### Trecho do documento
□ □ □
A opinião de Morandi tem o reforço de Nelson Ananias Filho, coordenador de Sustentabilidade da Confederação da Agricultura e Pecuária do Brasil (CNA). “O setor vem batendo recordes de produtividade, e com a verticalização tem reduzido a pressão sobre a abertura de novas áreas”, diz. Ananias filho é tão enfático para comentar esses resultados quanto para cobrar recompensa aos produtores pela prestação de serviços ambientais, e pode até não ser remuneração em espécie. “Existe uma mobilização de recursos humanos e financeiros para a manutenção dos recursos naturais que deveria ao menos resultar em algum diferencial de mercado para o Brasil, em alguma conquista de novos mercados”, justifica.
□ □ □
Registros de marcação de localização:
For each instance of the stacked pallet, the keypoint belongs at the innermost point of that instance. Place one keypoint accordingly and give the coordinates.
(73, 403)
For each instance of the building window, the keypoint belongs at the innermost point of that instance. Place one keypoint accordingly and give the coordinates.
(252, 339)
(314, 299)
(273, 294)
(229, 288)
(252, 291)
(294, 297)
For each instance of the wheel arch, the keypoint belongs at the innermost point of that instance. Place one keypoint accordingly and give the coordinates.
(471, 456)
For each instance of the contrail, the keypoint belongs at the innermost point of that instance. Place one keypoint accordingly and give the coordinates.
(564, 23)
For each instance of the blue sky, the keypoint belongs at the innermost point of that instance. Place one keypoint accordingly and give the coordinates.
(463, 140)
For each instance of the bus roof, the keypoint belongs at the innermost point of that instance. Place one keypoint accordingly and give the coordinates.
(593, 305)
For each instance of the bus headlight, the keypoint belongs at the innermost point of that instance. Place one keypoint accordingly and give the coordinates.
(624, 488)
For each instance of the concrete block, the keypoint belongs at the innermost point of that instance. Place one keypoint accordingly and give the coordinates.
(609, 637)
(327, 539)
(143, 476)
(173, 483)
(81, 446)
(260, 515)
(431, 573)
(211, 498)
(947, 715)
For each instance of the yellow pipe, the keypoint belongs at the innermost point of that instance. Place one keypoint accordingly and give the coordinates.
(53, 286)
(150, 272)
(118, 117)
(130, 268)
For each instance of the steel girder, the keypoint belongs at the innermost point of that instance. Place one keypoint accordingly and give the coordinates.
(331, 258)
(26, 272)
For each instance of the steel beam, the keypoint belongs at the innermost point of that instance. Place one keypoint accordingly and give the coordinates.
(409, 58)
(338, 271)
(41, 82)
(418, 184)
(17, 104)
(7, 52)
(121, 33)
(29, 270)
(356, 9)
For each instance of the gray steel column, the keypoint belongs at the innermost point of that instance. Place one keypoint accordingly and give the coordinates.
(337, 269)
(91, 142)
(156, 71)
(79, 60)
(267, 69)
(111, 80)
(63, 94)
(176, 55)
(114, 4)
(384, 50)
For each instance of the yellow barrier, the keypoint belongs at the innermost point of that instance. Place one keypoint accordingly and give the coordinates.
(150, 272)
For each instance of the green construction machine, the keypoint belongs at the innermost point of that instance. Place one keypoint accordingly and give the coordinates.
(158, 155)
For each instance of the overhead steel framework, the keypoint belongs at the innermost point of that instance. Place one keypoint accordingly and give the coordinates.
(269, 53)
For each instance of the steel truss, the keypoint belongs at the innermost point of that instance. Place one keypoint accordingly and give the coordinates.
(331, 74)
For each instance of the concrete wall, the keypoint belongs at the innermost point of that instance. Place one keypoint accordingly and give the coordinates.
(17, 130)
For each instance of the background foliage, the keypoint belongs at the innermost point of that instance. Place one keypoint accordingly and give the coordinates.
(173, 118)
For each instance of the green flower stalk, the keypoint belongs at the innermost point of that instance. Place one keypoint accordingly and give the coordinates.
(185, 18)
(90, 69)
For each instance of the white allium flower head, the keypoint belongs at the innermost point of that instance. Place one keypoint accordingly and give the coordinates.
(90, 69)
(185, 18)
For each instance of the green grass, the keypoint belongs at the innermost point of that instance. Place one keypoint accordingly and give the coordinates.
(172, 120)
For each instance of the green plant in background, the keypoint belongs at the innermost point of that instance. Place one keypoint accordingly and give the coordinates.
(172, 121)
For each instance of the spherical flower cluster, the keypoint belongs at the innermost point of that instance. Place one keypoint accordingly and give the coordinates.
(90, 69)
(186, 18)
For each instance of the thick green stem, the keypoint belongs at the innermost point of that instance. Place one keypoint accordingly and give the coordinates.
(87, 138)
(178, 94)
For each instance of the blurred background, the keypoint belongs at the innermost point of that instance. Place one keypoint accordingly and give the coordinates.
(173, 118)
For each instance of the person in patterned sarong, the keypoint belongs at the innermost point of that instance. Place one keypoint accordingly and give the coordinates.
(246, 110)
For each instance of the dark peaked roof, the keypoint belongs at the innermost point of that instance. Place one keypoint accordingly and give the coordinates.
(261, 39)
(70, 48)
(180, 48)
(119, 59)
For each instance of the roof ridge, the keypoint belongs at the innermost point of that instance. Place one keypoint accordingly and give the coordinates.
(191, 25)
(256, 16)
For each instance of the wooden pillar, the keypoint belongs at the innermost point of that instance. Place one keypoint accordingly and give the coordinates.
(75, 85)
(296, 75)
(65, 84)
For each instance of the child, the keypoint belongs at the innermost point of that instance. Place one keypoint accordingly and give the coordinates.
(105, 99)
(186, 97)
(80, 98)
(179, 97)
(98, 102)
□ □ □
### Instruções do exercício
• A. No trecho sobre o setor agropecuário, qual justificativa Ananias Filho apresenta para que o Brasil obtenha algum diferencial de mercado? Responda em uma a três frases.
• B. Nos registros, reescreva a parte que começa na linha que contém "For each instance of the child, the" e vai até o fim, substituindo "child" por "toddler" e mantendo todo o resto inalterado.
Os registros não guardam nenhuma relação com o trecho.

### Resultados
• A. Segundo Ananias Filho, existe uma mobilização de recursos humanos e financeiros para a manutenção dos recursos naturais. Essa mobilização deveria ao menos resultar em algum diferencial de mercado para o Brasil ou na conquista de novos mercados.

• B.
For each instance of the toddler, the keypoint belongs at the innermost point of that instance. Place one keypoint accordingly and give the coordinates.
(105, 99)
(186, 97)
(80, 98)
(179, 97)
(98, 102)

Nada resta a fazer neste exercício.